## [PROBLEM DESCRIPTION]
Below are entries; work out how many of their lines hold "white", giving only that number.

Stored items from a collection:
━━━━━━━━━━━━━━━━━━━━

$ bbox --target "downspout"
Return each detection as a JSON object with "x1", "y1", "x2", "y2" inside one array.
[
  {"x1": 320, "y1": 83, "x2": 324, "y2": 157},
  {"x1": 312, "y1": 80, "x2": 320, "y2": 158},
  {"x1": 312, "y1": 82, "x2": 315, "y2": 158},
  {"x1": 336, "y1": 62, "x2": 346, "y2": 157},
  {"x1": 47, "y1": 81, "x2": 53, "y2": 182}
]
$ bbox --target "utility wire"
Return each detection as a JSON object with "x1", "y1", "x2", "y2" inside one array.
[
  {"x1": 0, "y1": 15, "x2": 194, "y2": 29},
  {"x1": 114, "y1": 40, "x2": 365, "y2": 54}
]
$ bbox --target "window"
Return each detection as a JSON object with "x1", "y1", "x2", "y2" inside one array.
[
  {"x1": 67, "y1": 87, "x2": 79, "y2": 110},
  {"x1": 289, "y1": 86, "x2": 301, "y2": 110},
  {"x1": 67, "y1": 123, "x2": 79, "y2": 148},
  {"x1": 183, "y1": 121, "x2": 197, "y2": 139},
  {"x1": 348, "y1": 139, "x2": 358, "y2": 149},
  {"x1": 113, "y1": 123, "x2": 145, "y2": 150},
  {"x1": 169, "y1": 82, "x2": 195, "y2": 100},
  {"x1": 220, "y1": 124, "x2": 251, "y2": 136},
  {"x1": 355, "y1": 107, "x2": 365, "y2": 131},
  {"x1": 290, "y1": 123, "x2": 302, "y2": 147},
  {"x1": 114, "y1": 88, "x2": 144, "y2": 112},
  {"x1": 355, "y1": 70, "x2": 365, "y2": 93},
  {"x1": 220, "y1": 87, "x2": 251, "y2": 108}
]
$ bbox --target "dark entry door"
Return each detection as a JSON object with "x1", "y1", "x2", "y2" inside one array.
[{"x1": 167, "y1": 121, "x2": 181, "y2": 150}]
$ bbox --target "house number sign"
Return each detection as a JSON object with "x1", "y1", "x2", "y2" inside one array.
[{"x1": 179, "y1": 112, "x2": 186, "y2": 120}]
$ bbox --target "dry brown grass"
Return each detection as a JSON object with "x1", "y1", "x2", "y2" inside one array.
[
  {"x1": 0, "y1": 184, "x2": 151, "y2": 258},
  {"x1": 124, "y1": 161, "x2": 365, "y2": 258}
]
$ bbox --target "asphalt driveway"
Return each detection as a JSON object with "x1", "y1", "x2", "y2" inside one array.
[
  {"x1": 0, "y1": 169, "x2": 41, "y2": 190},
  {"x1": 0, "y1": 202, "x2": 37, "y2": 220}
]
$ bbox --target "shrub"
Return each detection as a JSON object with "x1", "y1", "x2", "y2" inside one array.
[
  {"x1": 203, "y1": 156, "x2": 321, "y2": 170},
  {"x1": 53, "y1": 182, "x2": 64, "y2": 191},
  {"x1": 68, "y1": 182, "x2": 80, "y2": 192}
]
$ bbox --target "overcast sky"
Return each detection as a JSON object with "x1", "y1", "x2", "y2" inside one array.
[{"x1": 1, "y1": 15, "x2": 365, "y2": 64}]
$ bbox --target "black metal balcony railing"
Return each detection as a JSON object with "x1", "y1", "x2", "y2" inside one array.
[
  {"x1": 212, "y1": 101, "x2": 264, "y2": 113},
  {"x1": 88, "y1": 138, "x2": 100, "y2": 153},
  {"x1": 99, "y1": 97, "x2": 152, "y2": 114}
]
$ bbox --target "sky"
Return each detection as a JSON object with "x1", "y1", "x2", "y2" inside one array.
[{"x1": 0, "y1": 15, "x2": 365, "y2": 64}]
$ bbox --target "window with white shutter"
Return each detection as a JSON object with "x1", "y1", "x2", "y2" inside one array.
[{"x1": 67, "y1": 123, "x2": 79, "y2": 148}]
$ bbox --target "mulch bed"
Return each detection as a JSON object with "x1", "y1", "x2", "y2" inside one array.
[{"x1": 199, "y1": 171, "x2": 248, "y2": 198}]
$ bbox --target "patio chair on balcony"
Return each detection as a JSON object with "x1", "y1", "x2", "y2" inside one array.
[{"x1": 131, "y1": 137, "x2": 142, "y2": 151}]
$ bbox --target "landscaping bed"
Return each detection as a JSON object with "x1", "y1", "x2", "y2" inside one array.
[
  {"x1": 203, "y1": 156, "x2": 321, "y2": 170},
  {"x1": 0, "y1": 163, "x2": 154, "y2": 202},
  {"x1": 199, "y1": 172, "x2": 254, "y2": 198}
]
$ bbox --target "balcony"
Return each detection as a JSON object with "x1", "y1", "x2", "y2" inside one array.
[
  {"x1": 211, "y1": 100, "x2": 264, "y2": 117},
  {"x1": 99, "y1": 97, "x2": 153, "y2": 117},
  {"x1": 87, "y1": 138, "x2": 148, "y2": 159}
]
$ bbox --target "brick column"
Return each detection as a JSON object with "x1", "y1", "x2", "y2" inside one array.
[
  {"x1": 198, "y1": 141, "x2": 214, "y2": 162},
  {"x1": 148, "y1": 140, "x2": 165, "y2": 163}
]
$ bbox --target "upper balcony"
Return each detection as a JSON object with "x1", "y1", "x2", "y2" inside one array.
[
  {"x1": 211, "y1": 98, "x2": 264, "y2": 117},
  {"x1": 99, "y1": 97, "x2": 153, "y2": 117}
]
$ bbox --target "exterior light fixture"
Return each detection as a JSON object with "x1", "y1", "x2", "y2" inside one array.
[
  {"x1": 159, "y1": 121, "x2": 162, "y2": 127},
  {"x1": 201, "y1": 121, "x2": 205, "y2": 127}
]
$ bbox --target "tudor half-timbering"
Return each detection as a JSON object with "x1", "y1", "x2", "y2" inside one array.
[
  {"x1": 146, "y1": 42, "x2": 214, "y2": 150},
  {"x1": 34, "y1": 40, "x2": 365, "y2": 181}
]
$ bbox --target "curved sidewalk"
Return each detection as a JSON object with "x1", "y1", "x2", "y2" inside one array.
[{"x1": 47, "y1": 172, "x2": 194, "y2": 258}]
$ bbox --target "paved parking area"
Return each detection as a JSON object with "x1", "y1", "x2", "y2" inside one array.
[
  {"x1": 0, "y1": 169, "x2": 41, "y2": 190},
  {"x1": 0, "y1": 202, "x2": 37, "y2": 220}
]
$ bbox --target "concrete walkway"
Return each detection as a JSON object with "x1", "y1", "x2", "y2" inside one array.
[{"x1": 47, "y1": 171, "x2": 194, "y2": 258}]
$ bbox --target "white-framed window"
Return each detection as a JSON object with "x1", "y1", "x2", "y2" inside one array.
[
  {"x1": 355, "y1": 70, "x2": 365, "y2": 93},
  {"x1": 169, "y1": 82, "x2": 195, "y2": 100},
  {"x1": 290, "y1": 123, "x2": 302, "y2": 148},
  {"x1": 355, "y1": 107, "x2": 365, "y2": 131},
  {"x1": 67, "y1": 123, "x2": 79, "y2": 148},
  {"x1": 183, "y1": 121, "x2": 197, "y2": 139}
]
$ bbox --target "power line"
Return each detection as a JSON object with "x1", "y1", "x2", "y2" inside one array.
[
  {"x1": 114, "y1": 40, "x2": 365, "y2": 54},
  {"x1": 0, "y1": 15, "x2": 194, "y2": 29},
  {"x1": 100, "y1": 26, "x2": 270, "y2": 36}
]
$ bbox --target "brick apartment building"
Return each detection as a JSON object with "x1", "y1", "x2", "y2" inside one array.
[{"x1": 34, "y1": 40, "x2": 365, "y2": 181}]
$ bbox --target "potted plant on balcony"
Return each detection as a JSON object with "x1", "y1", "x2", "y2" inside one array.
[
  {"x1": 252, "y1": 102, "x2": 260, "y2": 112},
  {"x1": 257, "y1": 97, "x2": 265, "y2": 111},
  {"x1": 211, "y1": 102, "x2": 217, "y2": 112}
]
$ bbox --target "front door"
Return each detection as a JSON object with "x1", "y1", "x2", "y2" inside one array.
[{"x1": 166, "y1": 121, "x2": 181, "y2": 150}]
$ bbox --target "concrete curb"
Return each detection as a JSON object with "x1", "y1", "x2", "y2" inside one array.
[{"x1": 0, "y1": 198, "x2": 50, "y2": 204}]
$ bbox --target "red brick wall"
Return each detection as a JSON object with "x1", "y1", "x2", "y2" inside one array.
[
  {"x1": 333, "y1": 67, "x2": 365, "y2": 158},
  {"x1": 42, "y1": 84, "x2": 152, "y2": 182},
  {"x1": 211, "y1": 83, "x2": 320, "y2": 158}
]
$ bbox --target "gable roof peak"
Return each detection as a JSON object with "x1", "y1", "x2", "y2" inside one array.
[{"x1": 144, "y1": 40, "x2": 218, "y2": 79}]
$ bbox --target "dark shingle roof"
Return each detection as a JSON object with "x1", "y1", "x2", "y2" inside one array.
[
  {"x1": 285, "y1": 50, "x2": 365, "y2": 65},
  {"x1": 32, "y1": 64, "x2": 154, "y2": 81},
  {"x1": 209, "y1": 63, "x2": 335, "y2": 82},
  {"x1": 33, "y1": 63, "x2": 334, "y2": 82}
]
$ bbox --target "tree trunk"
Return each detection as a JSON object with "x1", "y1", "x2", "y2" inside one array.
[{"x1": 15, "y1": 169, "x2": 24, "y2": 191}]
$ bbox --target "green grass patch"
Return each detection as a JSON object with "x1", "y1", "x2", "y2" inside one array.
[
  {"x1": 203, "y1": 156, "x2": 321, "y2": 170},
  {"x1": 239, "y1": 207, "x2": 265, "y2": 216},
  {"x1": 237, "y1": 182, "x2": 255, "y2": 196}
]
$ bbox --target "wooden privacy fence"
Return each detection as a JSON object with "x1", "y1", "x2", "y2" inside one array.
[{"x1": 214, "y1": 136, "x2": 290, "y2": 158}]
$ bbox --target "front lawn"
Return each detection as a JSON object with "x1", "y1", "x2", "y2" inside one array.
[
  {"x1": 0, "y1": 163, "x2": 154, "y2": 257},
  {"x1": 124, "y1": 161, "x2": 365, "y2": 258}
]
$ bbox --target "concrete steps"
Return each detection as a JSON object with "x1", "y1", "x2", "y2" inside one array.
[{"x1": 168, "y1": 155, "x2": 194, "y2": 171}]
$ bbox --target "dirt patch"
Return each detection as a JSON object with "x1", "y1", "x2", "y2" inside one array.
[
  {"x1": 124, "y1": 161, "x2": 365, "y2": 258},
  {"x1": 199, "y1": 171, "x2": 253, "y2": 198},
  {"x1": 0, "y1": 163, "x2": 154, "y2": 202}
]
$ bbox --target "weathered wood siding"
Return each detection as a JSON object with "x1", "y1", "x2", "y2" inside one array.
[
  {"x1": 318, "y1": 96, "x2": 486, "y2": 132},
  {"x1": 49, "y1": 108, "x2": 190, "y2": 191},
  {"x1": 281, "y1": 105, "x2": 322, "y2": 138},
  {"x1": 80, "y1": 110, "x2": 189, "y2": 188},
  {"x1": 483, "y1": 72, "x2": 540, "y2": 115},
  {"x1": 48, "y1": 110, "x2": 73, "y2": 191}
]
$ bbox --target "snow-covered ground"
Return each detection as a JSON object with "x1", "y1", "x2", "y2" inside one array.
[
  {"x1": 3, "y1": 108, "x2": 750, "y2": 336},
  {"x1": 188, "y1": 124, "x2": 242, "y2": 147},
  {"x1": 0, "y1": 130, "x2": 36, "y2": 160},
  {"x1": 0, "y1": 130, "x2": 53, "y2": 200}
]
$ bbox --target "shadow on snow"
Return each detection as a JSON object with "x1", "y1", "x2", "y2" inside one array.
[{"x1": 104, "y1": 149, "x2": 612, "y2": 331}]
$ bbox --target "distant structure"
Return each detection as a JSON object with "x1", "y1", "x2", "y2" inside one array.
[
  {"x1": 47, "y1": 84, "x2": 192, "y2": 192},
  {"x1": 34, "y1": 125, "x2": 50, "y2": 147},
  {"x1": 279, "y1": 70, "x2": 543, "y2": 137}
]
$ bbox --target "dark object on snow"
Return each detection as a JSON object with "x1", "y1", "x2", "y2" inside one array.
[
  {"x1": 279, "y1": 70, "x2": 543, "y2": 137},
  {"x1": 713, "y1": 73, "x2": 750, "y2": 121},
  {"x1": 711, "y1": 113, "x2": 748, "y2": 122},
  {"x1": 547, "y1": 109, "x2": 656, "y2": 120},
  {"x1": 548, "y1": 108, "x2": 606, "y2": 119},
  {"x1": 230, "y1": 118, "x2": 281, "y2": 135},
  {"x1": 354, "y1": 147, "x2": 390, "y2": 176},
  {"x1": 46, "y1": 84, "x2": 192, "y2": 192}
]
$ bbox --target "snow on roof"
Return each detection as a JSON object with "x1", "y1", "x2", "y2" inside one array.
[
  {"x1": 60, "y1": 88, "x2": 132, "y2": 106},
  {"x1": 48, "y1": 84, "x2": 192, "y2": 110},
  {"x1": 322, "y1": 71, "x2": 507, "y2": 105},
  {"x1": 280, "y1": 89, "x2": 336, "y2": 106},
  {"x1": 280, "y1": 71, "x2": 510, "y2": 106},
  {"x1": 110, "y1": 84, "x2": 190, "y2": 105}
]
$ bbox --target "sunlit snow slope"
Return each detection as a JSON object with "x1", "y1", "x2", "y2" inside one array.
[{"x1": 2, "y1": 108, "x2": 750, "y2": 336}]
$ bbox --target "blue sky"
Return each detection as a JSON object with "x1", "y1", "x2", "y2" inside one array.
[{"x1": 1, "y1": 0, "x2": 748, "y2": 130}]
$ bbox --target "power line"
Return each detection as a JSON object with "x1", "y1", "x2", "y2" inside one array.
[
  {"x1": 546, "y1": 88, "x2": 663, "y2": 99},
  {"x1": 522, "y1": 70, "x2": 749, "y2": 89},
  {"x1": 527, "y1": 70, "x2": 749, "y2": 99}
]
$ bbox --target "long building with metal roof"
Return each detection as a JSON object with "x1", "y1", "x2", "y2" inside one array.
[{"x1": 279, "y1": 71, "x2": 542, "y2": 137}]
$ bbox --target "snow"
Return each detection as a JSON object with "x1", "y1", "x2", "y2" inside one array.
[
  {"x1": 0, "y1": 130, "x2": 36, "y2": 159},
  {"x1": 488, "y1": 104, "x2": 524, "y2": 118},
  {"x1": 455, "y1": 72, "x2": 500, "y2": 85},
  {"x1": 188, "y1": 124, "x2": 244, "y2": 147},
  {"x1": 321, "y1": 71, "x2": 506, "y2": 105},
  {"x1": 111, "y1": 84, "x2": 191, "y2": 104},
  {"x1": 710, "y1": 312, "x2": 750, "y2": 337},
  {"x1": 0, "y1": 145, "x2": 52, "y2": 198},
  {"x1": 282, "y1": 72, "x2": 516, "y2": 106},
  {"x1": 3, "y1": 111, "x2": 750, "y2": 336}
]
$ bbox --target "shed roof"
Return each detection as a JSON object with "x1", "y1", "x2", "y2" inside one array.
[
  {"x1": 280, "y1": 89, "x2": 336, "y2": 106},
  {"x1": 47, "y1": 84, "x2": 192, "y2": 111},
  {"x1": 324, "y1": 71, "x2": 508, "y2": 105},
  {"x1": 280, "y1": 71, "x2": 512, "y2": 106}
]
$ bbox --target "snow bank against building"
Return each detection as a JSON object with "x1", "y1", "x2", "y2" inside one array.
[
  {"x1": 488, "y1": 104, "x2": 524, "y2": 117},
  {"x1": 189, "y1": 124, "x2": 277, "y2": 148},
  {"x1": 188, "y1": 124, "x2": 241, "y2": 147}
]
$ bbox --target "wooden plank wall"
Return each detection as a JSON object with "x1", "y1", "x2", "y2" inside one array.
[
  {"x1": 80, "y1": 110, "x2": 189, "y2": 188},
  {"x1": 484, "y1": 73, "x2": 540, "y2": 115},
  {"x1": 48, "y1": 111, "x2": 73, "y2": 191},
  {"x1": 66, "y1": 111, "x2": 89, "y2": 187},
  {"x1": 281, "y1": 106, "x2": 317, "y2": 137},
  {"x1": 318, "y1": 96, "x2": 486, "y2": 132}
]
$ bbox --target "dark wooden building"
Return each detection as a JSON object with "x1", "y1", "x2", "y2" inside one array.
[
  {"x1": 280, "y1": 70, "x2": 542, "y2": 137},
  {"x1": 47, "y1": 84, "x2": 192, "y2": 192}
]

━━━━━━━━━━━━━━━━━━━━

## [RESULT FOR THIS TASK]
2